- YOUR INSTRUCTIONS
Write down each of the records again, exactly and in full.

*** RECORDS FOR PROCESSING

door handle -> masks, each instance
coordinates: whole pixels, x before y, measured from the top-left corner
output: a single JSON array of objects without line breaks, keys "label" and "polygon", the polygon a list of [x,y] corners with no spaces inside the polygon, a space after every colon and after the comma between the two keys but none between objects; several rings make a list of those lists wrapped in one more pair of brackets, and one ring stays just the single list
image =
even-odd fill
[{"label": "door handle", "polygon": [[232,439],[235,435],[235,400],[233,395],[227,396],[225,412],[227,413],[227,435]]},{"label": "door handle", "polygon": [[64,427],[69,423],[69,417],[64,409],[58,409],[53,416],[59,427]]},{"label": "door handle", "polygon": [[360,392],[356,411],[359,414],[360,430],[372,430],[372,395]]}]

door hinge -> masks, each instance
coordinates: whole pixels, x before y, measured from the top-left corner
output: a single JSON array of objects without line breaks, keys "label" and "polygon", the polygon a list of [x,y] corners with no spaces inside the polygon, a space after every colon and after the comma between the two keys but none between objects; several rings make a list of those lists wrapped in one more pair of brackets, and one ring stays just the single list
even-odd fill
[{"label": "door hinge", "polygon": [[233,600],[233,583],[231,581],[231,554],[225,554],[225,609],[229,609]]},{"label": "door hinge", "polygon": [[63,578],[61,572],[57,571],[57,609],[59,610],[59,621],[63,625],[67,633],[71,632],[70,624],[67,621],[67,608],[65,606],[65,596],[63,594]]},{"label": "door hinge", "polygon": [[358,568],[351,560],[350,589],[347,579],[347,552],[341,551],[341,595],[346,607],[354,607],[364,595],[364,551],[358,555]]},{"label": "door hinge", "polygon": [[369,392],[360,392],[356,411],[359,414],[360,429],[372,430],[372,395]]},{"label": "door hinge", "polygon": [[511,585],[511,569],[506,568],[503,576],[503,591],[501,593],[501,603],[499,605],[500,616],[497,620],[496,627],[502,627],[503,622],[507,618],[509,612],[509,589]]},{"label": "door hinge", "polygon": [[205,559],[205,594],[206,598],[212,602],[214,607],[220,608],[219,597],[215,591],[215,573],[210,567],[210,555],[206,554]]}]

******

- TASK SOLUTION
door handle -> masks, each instance
coordinates: whole pixels, x before y, measured from the top-left corner
output: a single JSON array of objects without line breaks, keys "label" and "polygon", the polygon a list of [x,y] corners with no spaces inside the polygon, a space after every colon and after the comma between the two keys but none between objects; several rings make a list of those lists wrapped in one more pair of brackets, and one ring stays just the single list
image =
even-odd fill
[{"label": "door handle", "polygon": [[232,439],[235,435],[235,400],[233,395],[227,396],[225,412],[227,413],[227,435]]},{"label": "door handle", "polygon": [[64,427],[69,423],[69,417],[64,409],[58,409],[53,416],[59,427]]},{"label": "door handle", "polygon": [[360,392],[356,411],[359,414],[360,430],[372,430],[372,395]]}]

door hinge -> masks, each instance
coordinates: whole pixels, x before y, measured from the top-left corner
output: a single JSON array of objects without line breaks, keys "label" and "polygon", the polygon a list of [x,y] corners with no spaces inside the polygon, a space after every colon and after the comma between the two keys but none between objects; several rings make a list of those lists wrapped in one more pair of brackets, and one ring stays just the single list
even-odd fill
[{"label": "door hinge", "polygon": [[233,600],[233,583],[231,581],[231,554],[225,554],[225,609],[229,609]]},{"label": "door hinge", "polygon": [[63,578],[61,572],[57,571],[57,609],[59,610],[59,621],[63,625],[67,633],[71,632],[70,624],[67,621],[67,608],[65,606],[65,596],[63,594]]},{"label": "door hinge", "polygon": [[358,568],[351,560],[350,589],[347,579],[347,552],[341,551],[341,595],[346,607],[354,607],[364,595],[364,551],[358,555]]},{"label": "door hinge", "polygon": [[369,392],[360,392],[356,411],[359,414],[360,429],[372,430],[372,395]]},{"label": "door hinge", "polygon": [[511,585],[511,569],[506,568],[503,576],[503,591],[501,593],[501,603],[499,605],[500,616],[497,620],[496,627],[502,627],[503,622],[507,618],[509,612],[509,589]]},{"label": "door hinge", "polygon": [[205,559],[205,594],[206,598],[212,602],[214,607],[220,608],[219,597],[215,591],[215,573],[210,567],[210,555],[206,554]]}]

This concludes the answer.